ALESSANDRI, Enrichetta [ALEXANDER, Harriet] (b Whitechapel, London, ?1829; d Caprera, 27 Broadway, Sandown, Isle of Wight, 11 November 1913)
ALESSANDRI, Adele [ALEXANDER, Adelaide] (b Whitechapel, London, ?1830;  d Hebron, Pell Street, Sandown, Isle of Wight, 16 January 1901)

Once upon a time, there was a Jewish, East End cattle merchant named Louis Alexander (d 1860). Louis had been born in Chatham, Kent, somewhere around about the turn of the eighteenth-into-the-nineteenth century, but his calling, at some stage in the 1820s, led him away from Kent, up to London, and to its great Smithfield meat market. He can be seen in Somerset Street (‘butcher’) in 1825. It was there that he would make what was to be a decidedly successful career in the meat business. On his way up, Louis married a young woman named Hannah and, in the half a dozen years from 1829 onwards, they produced five children: four daughters and a son. Adelaide, then Harriet, then Julia, then Eliza, and, finally, Albert Louis.




Albert Louis married Esther Somers from Finsbury, and became – perhaps predictably -- a butcher. Eliza married a Mr Bowers and lost him rather quickly. Adelaide, Harriet and Julia devoted themselves to music. They devoted themselves to it so thoroughly that none of them ever married and, when their active years were done, all four of the sisters Alexander – the three spinsters and the widow -- retired to the Isle of Wight where together they saw in the twentieth century and saw out the last days of their comfortable lives.
In fact, only two of the singing Alexander sisters would have a career as a public performer, Harriet the soprano and, in particular, Adelaide the mezzo-contralto who would cover the British provincial touring routes for some twenty years playing leading contralto roles in everything from the grandest of operas to a bit of merry burlesque. 

The teenaged Alexander girls were taught their music by a gentleman named Mr Stocking ‘of 21 Osnaburgh Street, Regent’s Park’, and he launched them in public, along with a number of his other pupils, at a concert at the Princess’s Concert Room on 16 June 1847. The bill included a few familiar names from the London concert scene – the ubiquitous Fred Lablaches, husband and wife, John Parry with his superlative comic songs and tenor Scipione Brizzi, plus another small-time London music teacher, Mdlle Cinzia (née Cynthia) Pagliardini (piano and vocals) who was co-sponsoring the do, and her brother Tito, but the body of the bill was made up of Mr Stocking’s pupils: Miss Emily Badger, already seen out at a few small concerts over half a dozen seasons, Miss Lucy Pettigrew, Mr Philip Clark and Miss A Alexander and Miss H Alexander (‘their debut’). The press was dismissive.

+===+

◆ GOALS
1. Answer these questions about the account of the Alexander sisters, one per line:
(a) In what town was Louis Alexander born?
(b) What voice did Harriet Alexander sing?
(c) On what date did Mr Stocking's concert at the Princess's Concert Room take place?
2. Write the next part of the account of the Alexander sisters, picking up after its final sentence.
The listing that comes next is from a different source than the account of the Alexander sisters.

◆ DATA SECTION

+===+

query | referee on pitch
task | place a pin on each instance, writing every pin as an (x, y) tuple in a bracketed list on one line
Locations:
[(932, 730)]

+===+

◆ ANSWERS
1.
(a) Chatham, Kent
(b) Soprano
(c) 16 June 1847

2.
The following season Mr Stocking presented his pupils again, and the Alexander girls, once again, shared a stage with the Lablaches and Parry, but in 1848 (24 October) they went boldly forth and presented their own concert, at the favourite venue of the East London Jewish concertgoer: the Sussex Hall in Leadenhall Street. ‘Miss Adelaide Alexander and Miss Harriette Alexander have the honour to announce their first evening concert…’ The Misses Badger and Pettigrew were still there, and Mr Stocking shared the conducting, but the Misses Alexander had snared not only the fine contralto, Sara Flower, but the doyen of British basses, Henry Phillips, for their show. In 1849 (26 December) they repeated the exercise with Henry Russell as their star attraction, and in 1850 (12 November) they took Crosby Hall and featured Louisa Bassano, Adam Leffler and Rose Braham, alongside their own efforts.

By 1851, however, the girls had moved on from the fold of Mr Stocking, for when they turned up – in the large shadow of the Pyne sisters, Misses Messent and Bassano, Evelina Garcia, Stigelli and Whitworth – singing at Greenwich’s Lecture Hall they were labelled as ‘pupils of Felice Ronconi’, the third of the singing Ronconi brothers, and now resident in Westminster. They appeared, singing duets, with Kalozdy’s Hungarian Band and staged their annual (23 March 1852) at Crosby Hall with Evelina Garcia, Louisa Bassano, Fedor, Campanella and Felice Ronconi and a certain success (‘both young and pretty, both sopranos ... sang popular duets by Horn and Glover with the most perfect ensemble … Miss H Alexander gave a spirited reading from the last act of La Sonnambula...’). Things had looked up.
And then….

In early 1855 a paragraph found its way into the British musical press: ‘The Misses Alexander – From correspondence we have received from Italy, and also from the Italian newspapers, we hear that two of our country-women, the Misses Alexander, are singing with great success at Padua under the names of the Signore Adele and Enrichetta Alessandri. They have also sung in Milan and Piedmont with the greatest applause.  At Padua, where they are singing now, the public is a most difficult one to please, being always accustomed to artistes of the first rank. The Misses Alexander, however, have succeeded in obtaining the applause of every audience they have sung before in this town. The greatest proof of their success is that since their debut they have never been without engagements’.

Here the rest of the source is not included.